* DOCUMENT *

* Start *

Proposed methodology for building graphs, and thresholding connection density, based on the statistical properties of edges.

(A) Toy example demonstrating the proposed methodology. Connectivity matrices (r) are transformed to Z scores, accounting for edge df (here shown in matrix form), and subsequently to P values by comparison with the standard Normal distribution. These P values can then be adjusted for multiple comparisons. Edges can then be added to the growing network based on their P value, smallest P first, and built up to a given P value threshold. Here we use a FDR-adjusted P value threshold of 0.05.

* End *

* EXERCISE BRIEF *
Write out the part of the graph-thresholding caption starting with "Proposed methodology for" and going on through "threshold of 0.05.". The listing after this point is separate material, unrelated to the graph-thresholding caption.

* ROWS *
* Start *

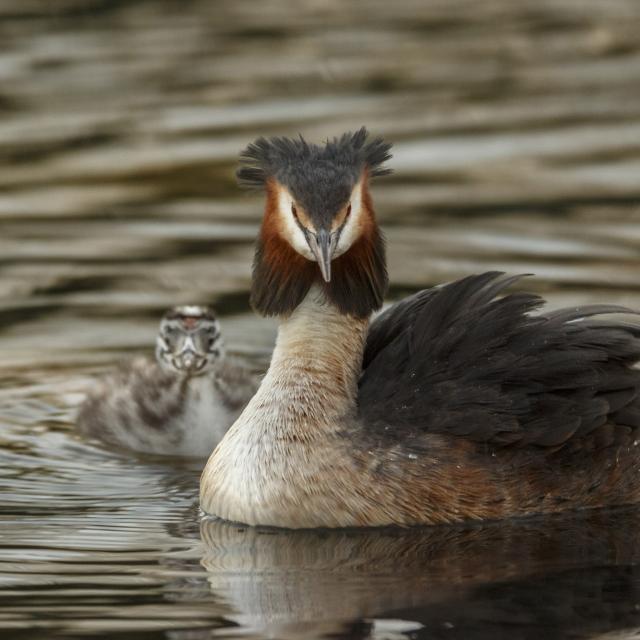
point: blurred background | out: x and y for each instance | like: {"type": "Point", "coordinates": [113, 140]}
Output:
{"type": "Point", "coordinates": [516, 131]}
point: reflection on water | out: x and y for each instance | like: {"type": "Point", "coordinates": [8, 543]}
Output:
{"type": "Point", "coordinates": [567, 574]}
{"type": "Point", "coordinates": [516, 128]}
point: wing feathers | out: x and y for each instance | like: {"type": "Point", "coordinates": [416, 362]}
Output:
{"type": "Point", "coordinates": [457, 360]}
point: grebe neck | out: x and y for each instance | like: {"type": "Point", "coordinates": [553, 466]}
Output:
{"type": "Point", "coordinates": [313, 377]}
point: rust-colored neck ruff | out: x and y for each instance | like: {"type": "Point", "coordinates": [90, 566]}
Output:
{"type": "Point", "coordinates": [282, 277]}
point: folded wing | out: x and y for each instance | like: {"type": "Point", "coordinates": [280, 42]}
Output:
{"type": "Point", "coordinates": [458, 360]}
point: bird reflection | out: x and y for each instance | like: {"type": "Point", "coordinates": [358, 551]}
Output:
{"type": "Point", "coordinates": [531, 575]}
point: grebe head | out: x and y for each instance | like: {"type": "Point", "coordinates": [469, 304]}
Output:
{"type": "Point", "coordinates": [189, 341]}
{"type": "Point", "coordinates": [319, 223]}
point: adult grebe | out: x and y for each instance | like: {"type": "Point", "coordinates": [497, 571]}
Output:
{"type": "Point", "coordinates": [454, 405]}
{"type": "Point", "coordinates": [183, 403]}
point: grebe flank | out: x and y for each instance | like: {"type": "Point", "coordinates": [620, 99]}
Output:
{"type": "Point", "coordinates": [453, 405]}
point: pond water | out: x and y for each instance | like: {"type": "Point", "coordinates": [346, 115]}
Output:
{"type": "Point", "coordinates": [517, 147]}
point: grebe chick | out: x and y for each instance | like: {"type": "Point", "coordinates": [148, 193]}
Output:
{"type": "Point", "coordinates": [179, 405]}
{"type": "Point", "coordinates": [454, 405]}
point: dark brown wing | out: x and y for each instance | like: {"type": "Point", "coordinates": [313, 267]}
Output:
{"type": "Point", "coordinates": [457, 360]}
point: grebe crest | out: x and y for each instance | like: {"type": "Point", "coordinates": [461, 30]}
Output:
{"type": "Point", "coordinates": [189, 341]}
{"type": "Point", "coordinates": [457, 403]}
{"type": "Point", "coordinates": [319, 225]}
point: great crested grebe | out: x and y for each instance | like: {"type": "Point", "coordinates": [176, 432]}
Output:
{"type": "Point", "coordinates": [453, 405]}
{"type": "Point", "coordinates": [179, 405]}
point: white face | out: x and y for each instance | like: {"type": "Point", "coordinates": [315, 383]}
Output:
{"type": "Point", "coordinates": [189, 342]}
{"type": "Point", "coordinates": [347, 225]}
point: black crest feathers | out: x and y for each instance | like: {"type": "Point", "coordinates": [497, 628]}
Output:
{"type": "Point", "coordinates": [286, 158]}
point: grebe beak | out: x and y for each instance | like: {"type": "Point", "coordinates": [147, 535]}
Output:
{"type": "Point", "coordinates": [322, 245]}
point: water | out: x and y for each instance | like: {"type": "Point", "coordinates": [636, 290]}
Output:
{"type": "Point", "coordinates": [517, 131]}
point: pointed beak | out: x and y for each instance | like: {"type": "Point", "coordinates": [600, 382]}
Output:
{"type": "Point", "coordinates": [323, 245]}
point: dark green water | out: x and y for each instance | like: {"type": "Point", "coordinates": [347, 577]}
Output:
{"type": "Point", "coordinates": [517, 147]}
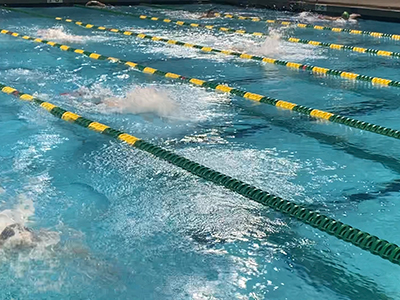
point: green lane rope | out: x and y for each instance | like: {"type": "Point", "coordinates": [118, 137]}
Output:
{"type": "Point", "coordinates": [302, 25]}
{"type": "Point", "coordinates": [324, 223]}
{"type": "Point", "coordinates": [259, 34]}
{"type": "Point", "coordinates": [288, 64]}
{"type": "Point", "coordinates": [316, 113]}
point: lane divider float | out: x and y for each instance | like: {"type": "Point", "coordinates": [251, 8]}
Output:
{"type": "Point", "coordinates": [316, 113]}
{"type": "Point", "coordinates": [258, 34]}
{"type": "Point", "coordinates": [268, 60]}
{"type": "Point", "coordinates": [347, 233]}
{"type": "Point", "coordinates": [316, 27]}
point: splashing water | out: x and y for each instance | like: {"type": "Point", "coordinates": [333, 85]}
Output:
{"type": "Point", "coordinates": [20, 214]}
{"type": "Point", "coordinates": [271, 45]}
{"type": "Point", "coordinates": [140, 100]}
{"type": "Point", "coordinates": [143, 100]}
{"type": "Point", "coordinates": [59, 34]}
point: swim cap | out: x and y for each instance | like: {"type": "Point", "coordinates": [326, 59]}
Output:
{"type": "Point", "coordinates": [345, 15]}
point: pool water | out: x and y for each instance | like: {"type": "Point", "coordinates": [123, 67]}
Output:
{"type": "Point", "coordinates": [117, 222]}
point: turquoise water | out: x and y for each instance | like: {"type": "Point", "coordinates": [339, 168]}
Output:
{"type": "Point", "coordinates": [120, 223]}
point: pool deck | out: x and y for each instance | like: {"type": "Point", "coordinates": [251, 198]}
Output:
{"type": "Point", "coordinates": [384, 10]}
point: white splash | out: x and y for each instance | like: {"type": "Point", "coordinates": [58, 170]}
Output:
{"type": "Point", "coordinates": [59, 34]}
{"type": "Point", "coordinates": [143, 100]}
{"type": "Point", "coordinates": [139, 100]}
{"type": "Point", "coordinates": [19, 214]}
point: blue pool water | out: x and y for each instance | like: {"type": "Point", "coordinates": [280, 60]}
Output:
{"type": "Point", "coordinates": [118, 223]}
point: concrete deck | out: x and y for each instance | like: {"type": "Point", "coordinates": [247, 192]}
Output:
{"type": "Point", "coordinates": [385, 10]}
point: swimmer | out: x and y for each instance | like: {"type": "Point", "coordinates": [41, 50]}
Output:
{"type": "Point", "coordinates": [208, 14]}
{"type": "Point", "coordinates": [144, 101]}
{"type": "Point", "coordinates": [345, 17]}
{"type": "Point", "coordinates": [18, 236]}
{"type": "Point", "coordinates": [96, 4]}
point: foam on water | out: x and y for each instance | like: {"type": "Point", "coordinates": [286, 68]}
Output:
{"type": "Point", "coordinates": [58, 33]}
{"type": "Point", "coordinates": [310, 17]}
{"type": "Point", "coordinates": [168, 102]}
{"type": "Point", "coordinates": [271, 45]}
{"type": "Point", "coordinates": [143, 100]}
{"type": "Point", "coordinates": [19, 214]}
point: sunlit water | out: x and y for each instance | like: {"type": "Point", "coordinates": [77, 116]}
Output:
{"type": "Point", "coordinates": [108, 221]}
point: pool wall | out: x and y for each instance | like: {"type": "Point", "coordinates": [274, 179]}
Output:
{"type": "Point", "coordinates": [385, 10]}
{"type": "Point", "coordinates": [71, 2]}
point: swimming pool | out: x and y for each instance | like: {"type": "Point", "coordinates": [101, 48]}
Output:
{"type": "Point", "coordinates": [121, 223]}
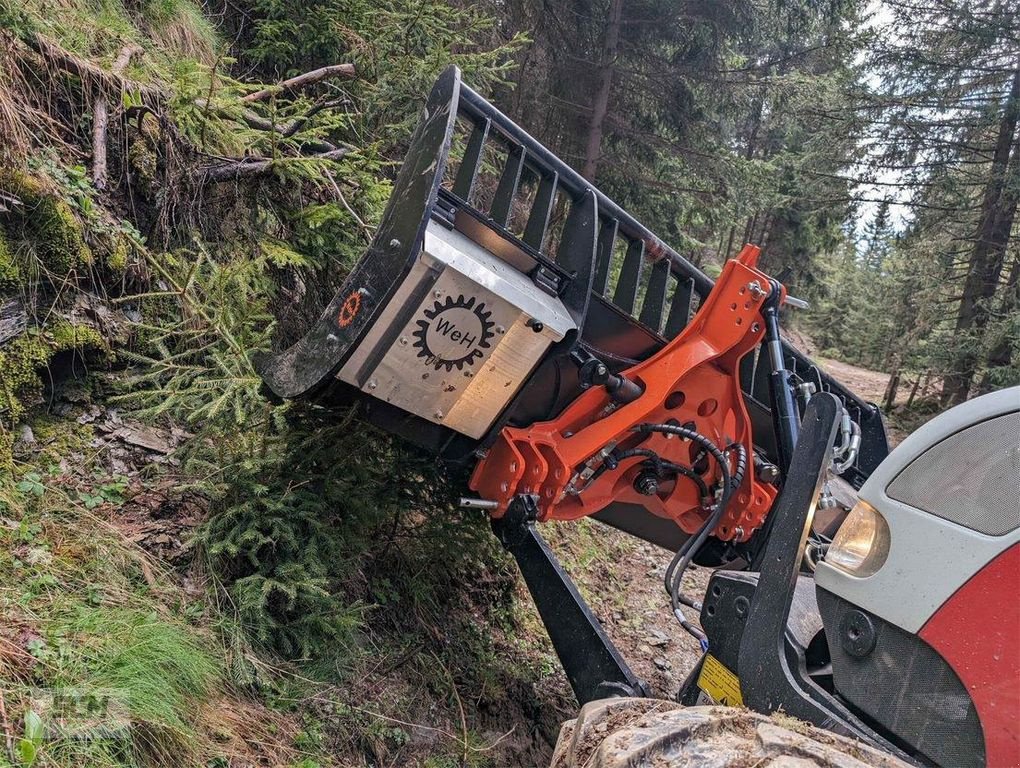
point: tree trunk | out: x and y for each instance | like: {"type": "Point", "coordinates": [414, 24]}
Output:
{"type": "Point", "coordinates": [998, 210]}
{"type": "Point", "coordinates": [1001, 351]}
{"type": "Point", "coordinates": [601, 105]}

* End *

* TASK RESPONSE *
Proposed methodology for building graphs, and thresholding connection density, based on the statistical properties of edges.

(A) Toy example demonstrating the proposed methodology. Connectivity matrices (r) are transformed to Z scores, accounting for edge df (here shown in matrix form), and subsequently to P values by comparison with the standard Normal distribution. These P values can then be adjusted for multiple comparisons. Edges can then be added to the growing network based on their P value, smallest P first, and built up to a given P value threshold. Here we use a FDR-adjusted P value threshold of 0.05.